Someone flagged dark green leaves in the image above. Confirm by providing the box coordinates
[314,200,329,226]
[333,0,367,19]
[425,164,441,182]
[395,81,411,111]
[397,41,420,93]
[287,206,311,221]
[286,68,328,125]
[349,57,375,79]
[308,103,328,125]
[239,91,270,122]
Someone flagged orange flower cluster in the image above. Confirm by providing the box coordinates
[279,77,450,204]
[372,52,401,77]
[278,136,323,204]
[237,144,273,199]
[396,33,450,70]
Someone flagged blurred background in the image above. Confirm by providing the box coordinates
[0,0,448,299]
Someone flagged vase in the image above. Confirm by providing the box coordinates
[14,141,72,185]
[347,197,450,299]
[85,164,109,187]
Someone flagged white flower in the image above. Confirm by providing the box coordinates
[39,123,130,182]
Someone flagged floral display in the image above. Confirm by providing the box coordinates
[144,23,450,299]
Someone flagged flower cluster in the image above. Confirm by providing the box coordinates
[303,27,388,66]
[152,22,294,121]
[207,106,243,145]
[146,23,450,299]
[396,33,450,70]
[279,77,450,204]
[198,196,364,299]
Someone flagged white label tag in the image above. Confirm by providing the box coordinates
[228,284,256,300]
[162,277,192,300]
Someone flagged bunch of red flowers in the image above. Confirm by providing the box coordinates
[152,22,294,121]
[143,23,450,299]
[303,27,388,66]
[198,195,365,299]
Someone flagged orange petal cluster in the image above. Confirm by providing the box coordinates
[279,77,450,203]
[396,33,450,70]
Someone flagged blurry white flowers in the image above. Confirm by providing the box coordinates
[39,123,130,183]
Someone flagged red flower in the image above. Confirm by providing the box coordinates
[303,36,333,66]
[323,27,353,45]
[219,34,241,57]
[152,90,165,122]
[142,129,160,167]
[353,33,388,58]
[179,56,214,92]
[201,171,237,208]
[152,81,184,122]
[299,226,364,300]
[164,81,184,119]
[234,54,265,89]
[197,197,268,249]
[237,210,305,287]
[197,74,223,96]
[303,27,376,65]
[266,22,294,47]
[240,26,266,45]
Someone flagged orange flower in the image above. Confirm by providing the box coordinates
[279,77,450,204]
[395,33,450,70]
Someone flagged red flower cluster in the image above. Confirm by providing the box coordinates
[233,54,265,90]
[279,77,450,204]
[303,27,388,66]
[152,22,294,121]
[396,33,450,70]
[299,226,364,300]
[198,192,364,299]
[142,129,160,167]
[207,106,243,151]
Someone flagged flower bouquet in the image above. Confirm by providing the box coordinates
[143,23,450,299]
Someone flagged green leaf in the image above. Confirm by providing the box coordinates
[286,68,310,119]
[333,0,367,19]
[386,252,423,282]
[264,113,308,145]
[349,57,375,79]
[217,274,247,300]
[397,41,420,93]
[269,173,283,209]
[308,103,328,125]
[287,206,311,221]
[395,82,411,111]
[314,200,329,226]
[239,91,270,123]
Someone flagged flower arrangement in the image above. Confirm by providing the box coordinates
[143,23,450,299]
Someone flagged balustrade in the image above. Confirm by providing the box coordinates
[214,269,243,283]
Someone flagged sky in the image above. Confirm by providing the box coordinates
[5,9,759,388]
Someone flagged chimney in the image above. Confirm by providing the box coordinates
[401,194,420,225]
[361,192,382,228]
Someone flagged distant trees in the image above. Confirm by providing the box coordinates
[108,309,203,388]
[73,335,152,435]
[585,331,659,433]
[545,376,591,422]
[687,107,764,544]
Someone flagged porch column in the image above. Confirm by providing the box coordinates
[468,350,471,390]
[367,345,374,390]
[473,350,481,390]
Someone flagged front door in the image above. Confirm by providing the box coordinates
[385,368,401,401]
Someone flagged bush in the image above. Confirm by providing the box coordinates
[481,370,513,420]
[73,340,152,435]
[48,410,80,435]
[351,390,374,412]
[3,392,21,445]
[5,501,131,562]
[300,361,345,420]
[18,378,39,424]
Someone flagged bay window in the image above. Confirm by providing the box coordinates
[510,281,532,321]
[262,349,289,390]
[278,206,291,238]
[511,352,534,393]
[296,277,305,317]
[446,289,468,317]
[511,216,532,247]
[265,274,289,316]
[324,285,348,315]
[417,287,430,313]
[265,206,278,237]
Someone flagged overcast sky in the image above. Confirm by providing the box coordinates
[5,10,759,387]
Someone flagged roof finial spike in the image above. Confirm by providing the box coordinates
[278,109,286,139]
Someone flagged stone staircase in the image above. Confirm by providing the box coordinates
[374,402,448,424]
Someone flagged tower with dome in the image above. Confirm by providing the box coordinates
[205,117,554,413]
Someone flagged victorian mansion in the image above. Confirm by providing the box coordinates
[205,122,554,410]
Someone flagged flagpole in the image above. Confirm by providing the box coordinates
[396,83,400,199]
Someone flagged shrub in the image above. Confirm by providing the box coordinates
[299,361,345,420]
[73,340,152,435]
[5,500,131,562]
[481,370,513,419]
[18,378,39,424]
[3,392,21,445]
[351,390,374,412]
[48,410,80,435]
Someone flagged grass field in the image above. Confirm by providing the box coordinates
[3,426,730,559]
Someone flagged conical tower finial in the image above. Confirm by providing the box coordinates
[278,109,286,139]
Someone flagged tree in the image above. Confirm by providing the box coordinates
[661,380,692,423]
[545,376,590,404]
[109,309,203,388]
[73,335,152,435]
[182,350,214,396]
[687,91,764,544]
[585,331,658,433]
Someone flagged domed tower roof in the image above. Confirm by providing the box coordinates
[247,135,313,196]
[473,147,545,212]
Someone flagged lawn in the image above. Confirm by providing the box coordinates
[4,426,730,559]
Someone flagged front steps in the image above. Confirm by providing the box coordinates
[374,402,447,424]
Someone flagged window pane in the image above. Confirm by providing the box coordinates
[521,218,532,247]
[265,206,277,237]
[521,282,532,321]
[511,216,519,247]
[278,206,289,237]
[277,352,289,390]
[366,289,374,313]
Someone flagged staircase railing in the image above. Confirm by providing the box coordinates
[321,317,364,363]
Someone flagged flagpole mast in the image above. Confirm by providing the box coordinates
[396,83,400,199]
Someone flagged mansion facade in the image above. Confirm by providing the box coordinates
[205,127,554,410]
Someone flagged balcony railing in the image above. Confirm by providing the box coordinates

----

> [Given exercise] Reproduce the listing above in full, replacing "Someone flagged" with "A reviewer marked" at every occurrence and leaving all other text unchanged.

> [Full answer]
A reviewer marked dark green leaves in the image above. Confirm by providing the box coordinates
[314,200,329,226]
[333,0,367,19]
[425,164,441,182]
[395,81,411,111]
[397,41,420,93]
[287,206,311,221]
[286,68,328,125]
[349,57,375,79]
[308,103,328,125]
[239,91,270,122]
A reviewer marked orange flower cluster in the image above. Confirm by providing the box coordinates
[279,77,450,204]
[372,52,401,77]
[278,136,323,204]
[237,144,273,199]
[396,33,450,70]
A reviewer marked blurred background in the image above. Confirm by providing the box coordinates
[0,0,448,299]
A reviewer marked vase in the image above. Confirm by providing the box coordinates
[14,141,72,185]
[347,197,450,299]
[85,164,109,187]
A reviewer marked white flower in the image above. Confirm by providing the box coordinates
[39,123,130,182]
A reviewer marked floral display in the image above. Confirm by providing the box coordinates
[144,23,450,299]
A reviewer marked flower cluster in the image above. Confirm by providing the box coordinates
[303,27,388,66]
[152,22,294,121]
[207,106,243,145]
[146,23,450,299]
[396,33,450,70]
[279,77,450,204]
[198,196,364,299]
A reviewer marked white label tag in the image above. Confirm by providing the box coordinates
[228,284,256,300]
[162,277,192,300]
A reviewer marked bunch of red flowers in the image above. Confirm by providing the box coordinates
[152,22,294,121]
[143,23,450,299]
[303,27,388,66]
[198,195,365,299]
A reviewer marked orange petal cluster in the image above. Confirm by providing the box coordinates
[279,77,450,203]
[396,33,450,70]
A reviewer marked blurry white flowers in the image above. Confirm by providing the box coordinates
[39,123,130,183]
A reviewer marked red flower in the image above. Confirm by providing the box coordinates
[303,36,333,66]
[323,27,353,45]
[219,34,241,57]
[152,90,165,122]
[142,129,160,167]
[353,33,388,58]
[179,56,214,92]
[201,171,237,208]
[152,81,184,122]
[299,226,364,300]
[164,81,184,119]
[234,54,265,89]
[197,197,268,249]
[237,210,305,287]
[197,74,223,96]
[303,27,376,65]
[266,22,294,47]
[240,26,266,45]
A reviewer marked orange flower in the image above. Confirm by providing the box coordinates
[279,77,450,204]
[395,33,450,70]
A reviewer marked red flower cluster in the image above. Confirm by providing the box coordinates
[233,54,265,90]
[279,77,450,204]
[303,27,388,66]
[152,22,294,121]
[396,33,450,70]
[299,226,364,300]
[198,192,364,299]
[142,129,160,167]
[207,106,243,151]
A reviewer marked flower bouquet in the image above. Confirm by providing the box coordinates
[143,23,450,299]
A reviewer marked green leaf in the image above. Confirm by providing the box coordinates
[286,68,310,119]
[333,0,367,19]
[386,252,423,282]
[264,113,308,145]
[349,57,375,79]
[217,274,247,300]
[397,41,420,93]
[269,173,283,209]
[308,103,328,125]
[287,206,311,221]
[395,82,411,111]
[314,200,329,226]
[239,91,270,123]
A reviewer marked flower arrangement in the image above. Confirm by providing the box coordinates
[143,23,450,299]
A reviewer marked balustrade in the image above. Confirm by providing the box coordinates
[214,269,243,283]
A reviewer marked sky in the image above. Confirm by providing the box coordinates
[5,9,759,388]
A reviewer marked chimney in the image above. Confirm by providing the box coordinates
[401,194,420,225]
[361,192,382,228]
A reviewer marked distant trees in the image above. Confirm by providing the box coordinates
[108,309,203,388]
[73,335,152,435]
[585,331,659,433]
[545,376,591,422]
[687,107,764,544]
A reviewer marked porch column in the image above. Confirm by providing the box coordinates
[468,350,471,390]
[367,345,374,390]
[473,350,481,390]
A reviewer marked front door in the image above. Confirm by providing the box coordinates
[385,368,401,401]
A reviewer marked bush in the image above. Confirm by providing the box coordinates
[481,370,513,420]
[73,340,152,435]
[48,410,80,435]
[351,390,374,412]
[3,392,21,445]
[5,501,131,562]
[300,361,345,420]
[18,378,39,424]
A reviewer marked bay window in the image above. Confirm by providing the box coordinates
[510,281,532,321]
[262,349,289,390]
[278,206,291,238]
[511,352,534,393]
[296,277,305,317]
[446,289,468,317]
[511,216,532,247]
[265,274,289,316]
[324,285,348,315]
[417,287,430,313]
[265,206,278,237]
A reviewer marked overcast sky in the image above. Confirm by providing the box coordinates
[5,10,759,387]
A reviewer marked roof finial spike in the image above. Confirm by providing the box coordinates
[278,109,286,139]
A reviewer marked stone staircase in the image above. Confirm by providing the box coordinates
[374,402,448,424]
A reviewer marked tower with dome in the image above. Confirm by providing the box coordinates
[205,117,554,413]
A reviewer marked victorian mansion in the image above. Confirm by providing the box coordinates
[205,122,554,410]
A reviewer marked flagpole in the image above. Confirm by providing the box coordinates
[396,83,400,199]
A reviewer marked shrub in the image above. Confirm by providing the box coordinates
[299,361,345,420]
[73,340,152,435]
[5,500,131,562]
[481,370,513,419]
[18,378,39,424]
[3,392,21,445]
[351,390,374,412]
[48,410,80,435]
A reviewer marked grass field in the image above. Confirm by providing the box coordinates
[3,426,730,559]
A reviewer marked conical tower finial in the image above. Confirm by providing the box coordinates
[278,109,286,139]
A reviewer marked tree in the image above. Confirm by providing the box coordinates
[661,380,692,423]
[545,376,590,404]
[109,309,203,388]
[73,335,152,435]
[182,350,214,396]
[687,91,764,544]
[585,331,658,433]
A reviewer marked domed tower roof in the image above. Confirm by providing the box coordinates
[247,135,313,196]
[473,147,545,212]
A reviewer marked lawn in the image above. Confirm by providing the box coordinates
[4,426,730,559]
A reviewer marked front steps in the image above. Confirm by providing the box coordinates
[374,402,447,424]
A reviewer marked window pane in the image above. Confirm by providing the box coordinates
[521,218,532,247]
[265,206,277,237]
[521,282,532,321]
[511,216,519,247]
[278,206,289,237]
[277,352,289,390]
[366,289,374,313]
A reviewer marked staircase railing in the image above. Confirm by providing the box coordinates
[321,317,364,363]
A reviewer marked flagpole mast in the image above. Confirm by providing the box coordinates
[396,83,400,199]
A reviewer marked mansion facade in the image above. Confirm by providing the box coordinates
[205,127,554,410]
A reviewer marked balcony railing in the image above. Confirm by providing the box coordinates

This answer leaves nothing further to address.